Collected data:
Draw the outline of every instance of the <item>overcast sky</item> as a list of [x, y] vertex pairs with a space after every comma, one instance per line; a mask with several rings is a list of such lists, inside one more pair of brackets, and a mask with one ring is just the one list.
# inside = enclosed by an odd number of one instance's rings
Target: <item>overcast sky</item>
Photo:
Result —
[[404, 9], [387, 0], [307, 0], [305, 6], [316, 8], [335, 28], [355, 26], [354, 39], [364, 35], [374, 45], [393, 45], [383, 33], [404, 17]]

Try it | Some lines of the records above contain the word "rings". How many are there? Reply with the number alone.

Solution to this exercise | 2